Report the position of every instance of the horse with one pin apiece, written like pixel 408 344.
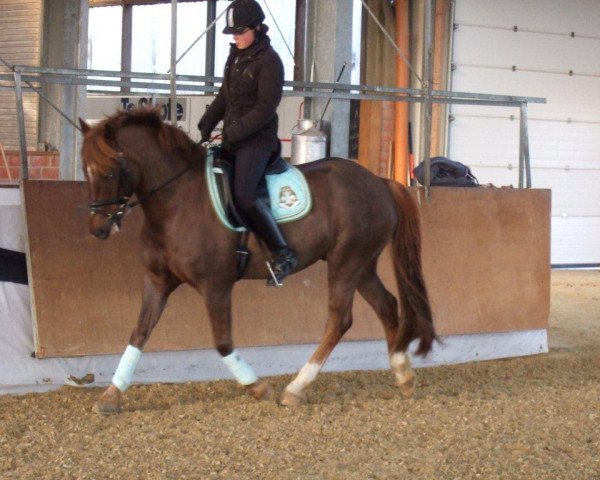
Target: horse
pixel 354 215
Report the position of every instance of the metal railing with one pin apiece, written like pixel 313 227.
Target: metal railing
pixel 32 78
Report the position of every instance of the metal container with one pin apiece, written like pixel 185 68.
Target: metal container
pixel 308 142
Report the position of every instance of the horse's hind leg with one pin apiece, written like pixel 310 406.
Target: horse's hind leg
pixel 341 294
pixel 386 308
pixel 154 298
pixel 218 304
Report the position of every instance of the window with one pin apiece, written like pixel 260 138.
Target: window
pixel 151 37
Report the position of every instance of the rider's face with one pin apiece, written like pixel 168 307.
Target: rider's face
pixel 245 39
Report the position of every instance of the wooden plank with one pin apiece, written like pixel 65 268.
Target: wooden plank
pixel 486 262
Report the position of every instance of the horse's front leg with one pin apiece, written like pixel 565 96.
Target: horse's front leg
pixel 218 305
pixel 154 298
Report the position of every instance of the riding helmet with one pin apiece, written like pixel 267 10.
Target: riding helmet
pixel 242 14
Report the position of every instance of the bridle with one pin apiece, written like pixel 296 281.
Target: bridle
pixel 126 184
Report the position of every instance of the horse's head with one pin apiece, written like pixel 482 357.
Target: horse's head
pixel 109 177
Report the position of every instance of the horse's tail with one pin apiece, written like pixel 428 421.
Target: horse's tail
pixel 415 316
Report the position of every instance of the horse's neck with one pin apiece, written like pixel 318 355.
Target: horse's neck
pixel 167 182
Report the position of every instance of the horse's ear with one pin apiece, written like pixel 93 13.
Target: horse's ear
pixel 85 127
pixel 109 131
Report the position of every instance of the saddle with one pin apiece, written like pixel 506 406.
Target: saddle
pixel 283 189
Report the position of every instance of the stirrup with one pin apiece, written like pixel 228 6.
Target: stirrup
pixel 273 281
pixel 281 267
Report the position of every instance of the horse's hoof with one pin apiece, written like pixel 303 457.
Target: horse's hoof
pixel 260 390
pixel 110 402
pixel 289 399
pixel 407 388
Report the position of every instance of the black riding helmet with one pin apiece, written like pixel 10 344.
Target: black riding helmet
pixel 242 14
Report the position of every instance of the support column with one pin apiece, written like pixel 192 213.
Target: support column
pixel 65 41
pixel 328 46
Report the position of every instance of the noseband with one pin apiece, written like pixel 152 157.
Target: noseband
pixel 127 183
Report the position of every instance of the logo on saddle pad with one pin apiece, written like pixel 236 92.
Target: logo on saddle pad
pixel 288 193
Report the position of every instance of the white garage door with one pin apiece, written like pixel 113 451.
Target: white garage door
pixel 535 48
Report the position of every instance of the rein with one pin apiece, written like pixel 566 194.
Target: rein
pixel 123 201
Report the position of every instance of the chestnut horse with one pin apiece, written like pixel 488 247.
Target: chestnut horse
pixel 355 214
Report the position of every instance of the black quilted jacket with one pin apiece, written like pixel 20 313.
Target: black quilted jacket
pixel 248 98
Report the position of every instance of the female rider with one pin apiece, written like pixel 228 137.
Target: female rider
pixel 247 102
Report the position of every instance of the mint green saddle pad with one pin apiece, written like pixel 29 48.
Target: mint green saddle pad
pixel 289 194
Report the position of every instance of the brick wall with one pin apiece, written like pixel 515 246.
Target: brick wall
pixel 41 166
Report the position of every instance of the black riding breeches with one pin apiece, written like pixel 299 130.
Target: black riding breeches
pixel 249 167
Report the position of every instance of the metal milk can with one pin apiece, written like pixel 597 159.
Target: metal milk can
pixel 308 142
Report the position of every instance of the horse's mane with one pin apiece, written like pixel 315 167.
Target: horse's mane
pixel 99 149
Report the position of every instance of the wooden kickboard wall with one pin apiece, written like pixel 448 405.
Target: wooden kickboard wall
pixel 486 255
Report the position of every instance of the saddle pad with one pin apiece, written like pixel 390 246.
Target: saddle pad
pixel 289 195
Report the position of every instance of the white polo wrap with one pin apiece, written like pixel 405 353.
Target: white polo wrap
pixel 124 374
pixel 239 368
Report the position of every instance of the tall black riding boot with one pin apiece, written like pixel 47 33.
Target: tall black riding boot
pixel 261 221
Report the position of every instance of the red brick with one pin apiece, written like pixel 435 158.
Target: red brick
pixel 49 173
pixel 15 172
pixel 13 159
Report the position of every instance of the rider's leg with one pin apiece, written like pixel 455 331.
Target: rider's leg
pixel 250 165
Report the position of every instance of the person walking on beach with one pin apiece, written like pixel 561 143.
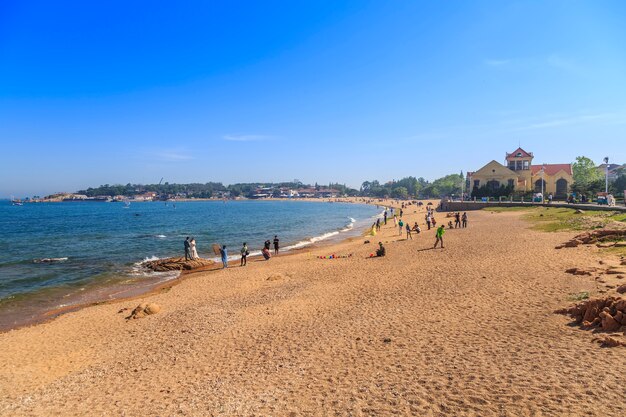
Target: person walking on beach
pixel 244 254
pixel 194 251
pixel 276 245
pixel 187 249
pixel 439 236
pixel 224 254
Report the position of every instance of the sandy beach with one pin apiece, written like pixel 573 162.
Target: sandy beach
pixel 461 331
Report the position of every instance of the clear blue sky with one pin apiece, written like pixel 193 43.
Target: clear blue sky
pixel 235 91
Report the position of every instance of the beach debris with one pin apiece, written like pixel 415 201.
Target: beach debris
pixel 275 277
pixel 601 236
pixel 177 264
pixel 334 256
pixel 49 260
pixel 581 271
pixel 608 341
pixel 607 313
pixel 143 310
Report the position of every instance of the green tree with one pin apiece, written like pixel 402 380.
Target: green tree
pixel 585 173
pixel 400 193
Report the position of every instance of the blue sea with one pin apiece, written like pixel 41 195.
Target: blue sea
pixel 55 255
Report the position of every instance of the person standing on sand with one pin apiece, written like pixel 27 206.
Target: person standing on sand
pixel 224 254
pixel 439 236
pixel 194 251
pixel 276 245
pixel 187 249
pixel 244 254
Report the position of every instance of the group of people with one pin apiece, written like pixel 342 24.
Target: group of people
pixel 191 252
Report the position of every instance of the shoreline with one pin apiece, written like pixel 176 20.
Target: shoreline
pixel 140 288
pixel 452 331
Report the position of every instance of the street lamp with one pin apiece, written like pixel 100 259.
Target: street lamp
pixel 606 174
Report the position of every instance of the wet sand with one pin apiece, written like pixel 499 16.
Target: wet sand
pixel 465 330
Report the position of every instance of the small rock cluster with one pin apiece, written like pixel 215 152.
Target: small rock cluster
pixel 177 264
pixel 602 237
pixel 608 313
pixel 143 310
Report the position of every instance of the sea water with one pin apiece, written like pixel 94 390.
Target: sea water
pixel 50 253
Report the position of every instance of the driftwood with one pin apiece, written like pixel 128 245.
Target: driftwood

** EXERCISE **
Revise all of the material above by replacing every "one pin apiece" with "a single point each" and leaving everything else unchanged. Reproduce the lines in full, but omit the pictures.

** TASK RESULT **
Report the position of every instance of the horse with a single point each, written like pixel 408 344.
Target: horse
pixel 354 215
Report the position of every instance of the metal railing with a single point each, written like pixel 313 227.
Target: metal railing
pixel 32 78
Report the position of every instance of the metal container with a single point each, written like pixel 185 68.
Target: metal container
pixel 308 142
Report the position of every instance of the horse's hind leg with a single point each, written like pixel 310 406.
Target: horse's hind leg
pixel 341 294
pixel 386 308
pixel 154 298
pixel 218 304
Report the position of every instance of the window with a single point each, written like pixel 260 138.
Target: window
pixel 151 37
Report the position of every instance of the rider's face with a single point each, written like pixel 168 307.
Target: rider's face
pixel 245 39
Report the position of every instance of the wooden plank with a single point each, written like pixel 65 268.
Target: wooden plank
pixel 486 262
Report the position of every instance of the horse's front leg with a single point each, written like pixel 565 96.
Target: horse's front leg
pixel 218 305
pixel 154 298
Report the position of every instance of the riding helmet with a single point each, written like pixel 267 10.
Target: riding helmet
pixel 242 14
Report the position of every instance of the bridle with a single point each, written like pixel 296 281.
Target: bridle
pixel 126 184
Report the position of every instance of the horse's head with a single point each, written like pixel 482 357.
Target: horse's head
pixel 109 177
Report the position of every instance of the horse's tail with a single point each, written like pixel 428 421.
Target: horse's tail
pixel 415 316
Report the position of every instance of the horse's neck with a single point each, written like pixel 318 355.
Target: horse's neck
pixel 167 182
Report the position of every instance of the horse's ear with a single point each, written like pixel 93 13.
Target: horse's ear
pixel 85 127
pixel 109 131
Report the position of every instance of the saddle with a single point each, written like pixel 506 406.
Target: saddle
pixel 283 189
Report the position of every instance of the stirrup with a single point each, written like pixel 228 6.
Target: stirrup
pixel 273 281
pixel 281 267
Report the position of every instance of the horse's hoof with a single point each, written like pixel 303 457.
Target: horse's hoof
pixel 260 390
pixel 110 402
pixel 289 399
pixel 407 388
Report the position of every instance of the black riding helmet with a single point each, written like pixel 10 344.
Target: black riding helmet
pixel 242 14
Report the position of every instance of the support column with a single point each, written like pixel 192 213.
Target: support column
pixel 65 41
pixel 328 46
Report the position of every instance of the noseband with a single point each, written like pixel 152 157.
Target: noseband
pixel 127 183
Report the position of every instance of the logo on saddle pad with a single point each, written like pixel 236 92.
Target: logo on saddle pad
pixel 288 193
Report the position of every instance of the white garage door with a single point each, written like pixel 113 451.
Target: white garage door
pixel 535 48
Report the position of every instance of the rein with a single point each, written like pixel 566 194.
Target: rein
pixel 123 201
Report the position of every instance of the chestnut horse with a single point each, written like pixel 488 247.
Target: chestnut horse
pixel 355 214
Report the position of every instance of the black quilted jacket with a single point each, written like pixel 20 313.
Target: black quilted jacket
pixel 248 98
Report the position of every instance of the female rider with a single point each, written like pixel 228 137.
Target: female rider
pixel 247 102
Report the position of every instance of the mint green saddle pad with a single point each, written like pixel 29 48.
Target: mint green saddle pad
pixel 289 194
Report the position of every instance of the brick wall with a single point each, written like pixel 515 246.
Target: brick wall
pixel 41 166
Report the position of every instance of the black riding breeches with a single point each, written like pixel 299 130.
Target: black riding breeches
pixel 249 167
Report the position of every instance of the metal milk can with a single point each, written like pixel 597 159.
Target: metal milk can
pixel 308 142
Report the position of every instance of the horse's mane with a single point each, written like pixel 315 167.
Target: horse's mane
pixel 99 149
Report the position of every instance of the wooden kickboard wall with a single point each, written like pixel 448 405.
Target: wooden kickboard wall
pixel 486 255
Report the position of every instance of the saddle pad with a single point each, written like pixel 390 246.
Target: saddle pad
pixel 289 195
Report the position of every instance of the white polo wrap with a single point each, written like pixel 405 353.
Target: white polo wrap
pixel 124 374
pixel 239 368
Report the position of every instance of the tall black riding boot with a single point each, written like pixel 47 33.
Target: tall black riding boot
pixel 261 221
Report the position of every instance of the red brick with a single point each, written like pixel 435 158.
Target: red brick
pixel 49 173
pixel 15 172
pixel 13 159
Report the position of every instance of the rider's leg with a single point each, written like pixel 455 331.
Target: rider's leg
pixel 250 165
Report the position of every instance of the person walking on beach with a single point each, written like pixel 561 143.
Target: person walking on beach
pixel 244 254
pixel 194 251
pixel 276 245
pixel 187 249
pixel 439 236
pixel 224 254
Report the position of every instance of the sandy beach with a single point each, written like pixel 573 162.
Target: sandy beach
pixel 461 331
Report the position of every instance of the clear blue sky with a single point each, written like pixel 193 43.
Target: clear blue sky
pixel 235 91
Report the position of every instance of the beach debris with a single point each, written like pixel 415 201.
Target: beach debris
pixel 275 277
pixel 601 236
pixel 177 264
pixel 334 256
pixel 49 260
pixel 581 271
pixel 608 341
pixel 607 313
pixel 143 310
Report the position of every instance of the green tree with a single point each, written like pixel 402 380.
Target: green tree
pixel 585 173
pixel 400 193
Report the position of every instance of the blue sea with a single point each, written like pixel 41 195.
Target: blue sea
pixel 55 255
Report the position of every instance of the person standing on sand with a single point each, written like pixel 27 206.
Target: person standing on sand
pixel 224 254
pixel 439 236
pixel 194 251
pixel 276 245
pixel 187 249
pixel 244 254
Report the position of every instance of the group of people with a single point each, written like pixel 342 24.
Target: group of people
pixel 191 252
Report the position of every instance of the shoreline with a single point each, written like pixel 176 20.
Target: shoreline
pixel 140 288
pixel 452 331
Report the position of every instance of the street lamp with a single point each, written like pixel 100 259.
Target: street lamp
pixel 606 174
Report the position of every instance of the wet sand with a single point each, written like pixel 499 16.
Target: wet sand
pixel 465 330
Report the position of every instance of the small rock cluster with a single point each, written like pixel 215 152.
Target: small rock cluster
pixel 177 264
pixel 602 237
pixel 608 313
pixel 143 310
Report the position of every instance of the sea water with a single point each, written like pixel 94 390.
Target: sea water
pixel 50 253
Report the position of every instance of the driftwood with a single point each, written like pixel 128 245.
Target: driftwood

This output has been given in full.